[Work instructions] Every line of the data must appear again in the answer, exactly as written.
BEGIN Records for this task
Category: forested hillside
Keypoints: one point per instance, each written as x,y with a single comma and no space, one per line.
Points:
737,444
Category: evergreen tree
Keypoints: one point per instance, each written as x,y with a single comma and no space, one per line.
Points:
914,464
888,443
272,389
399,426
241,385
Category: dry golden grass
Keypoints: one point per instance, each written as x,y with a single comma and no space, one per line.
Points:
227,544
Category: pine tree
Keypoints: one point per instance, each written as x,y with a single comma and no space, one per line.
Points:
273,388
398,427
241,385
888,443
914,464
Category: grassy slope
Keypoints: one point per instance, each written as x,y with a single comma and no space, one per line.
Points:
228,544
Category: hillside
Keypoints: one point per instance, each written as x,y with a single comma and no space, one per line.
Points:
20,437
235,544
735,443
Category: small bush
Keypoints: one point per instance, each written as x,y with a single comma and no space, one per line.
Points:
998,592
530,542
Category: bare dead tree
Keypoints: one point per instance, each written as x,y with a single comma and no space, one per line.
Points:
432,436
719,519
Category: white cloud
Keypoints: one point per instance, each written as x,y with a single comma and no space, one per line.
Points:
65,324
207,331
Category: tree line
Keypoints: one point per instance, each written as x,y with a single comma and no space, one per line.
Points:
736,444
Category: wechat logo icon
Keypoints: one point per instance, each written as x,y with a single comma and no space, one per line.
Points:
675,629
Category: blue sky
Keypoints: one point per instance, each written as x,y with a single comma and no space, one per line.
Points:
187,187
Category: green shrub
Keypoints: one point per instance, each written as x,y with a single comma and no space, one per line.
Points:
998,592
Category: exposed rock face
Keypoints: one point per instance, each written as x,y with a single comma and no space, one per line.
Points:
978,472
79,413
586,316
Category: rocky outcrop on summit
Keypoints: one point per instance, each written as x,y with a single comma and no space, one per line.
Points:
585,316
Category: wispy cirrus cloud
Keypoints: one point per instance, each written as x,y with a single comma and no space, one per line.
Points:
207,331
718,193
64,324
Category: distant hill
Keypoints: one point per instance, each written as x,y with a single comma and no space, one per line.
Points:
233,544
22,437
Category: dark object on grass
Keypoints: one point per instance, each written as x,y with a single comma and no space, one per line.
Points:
END Records for this task
[Response to this exercise]
Category: forested hillside
Keypoints: one point per instance, each written as x,y with a single comma and no space, one per line.
Points:
737,444
Category: evergreen tree
Keypoints: one point per instance, each written as x,y with a single comma and no space, one per line.
Points:
914,464
888,443
272,389
399,426
241,385
Category: dry golden grass
Keypoints: one point per instance, each written as x,y with a single comma and no space, one per line.
Points:
227,544
Category: pine tree
Keypoints: one point per instance, each written as x,y with a single comma and no space, one per line.
Points:
273,388
398,427
241,385
888,443
914,464
Category: grassy slope
Keypoints: one point per instance, each written as x,y with a single comma and no space, one per line.
Points:
228,544
Category: hillside
Keypoints: one point per instance, each written as x,y with a single comma and no space, one per line.
Points:
20,437
235,544
735,443
Category: small bush
Keypoints: one point per instance, each written as x,y with a single comma and no space, one per line.
Points:
998,592
530,542
Category: bare dead tree
Keypoints: one point per instance, each written as x,y with a single comma and no space, one per line.
Points:
432,436
719,519
Category: white cloud
Keypoints: one point per instance, each written as x,y with a single comma and no space, one per line.
Points:
65,324
207,331
Category: tree line
Keypoints: one point per instance, each written as x,y with a single comma and no space, one per line.
Points:
736,444
Category: wechat logo icon
Keypoints: one point per instance, each written as x,y with a single comma and no space, one per line.
Points:
675,629
Category: blue sky
Keypoints: one point per instance, each written as x,y with a single comma and no space, one per line.
Points:
187,187
Category: green shrub
Keypoints: one point per instance, each written as x,y with a single comma and no space, one per line.
Points:
998,592
Category: exposed rock face
Keypoints: one point per instance, each written as x,y with a single comma and no space, one per line.
Points:
978,472
79,413
586,316
Category: rocky outcrop on summit
Keypoints: one point per instance, each written as x,y with a single comma and no space, one per line.
Points:
585,316
Category: wispy cirrus cloud
Keypoints: one point per instance, each written as x,y with a single comma and no space, one per line.
Points:
207,331
718,193
64,324
Category: distant hill
Keypoints: one point per instance, each written as x,y with a single comma and no space, one per line.
Points:
233,544
22,437
Category: dark object on grass
Keypoints: one point per instance, each written as x,y with a single comma and no space, one per line.
Points:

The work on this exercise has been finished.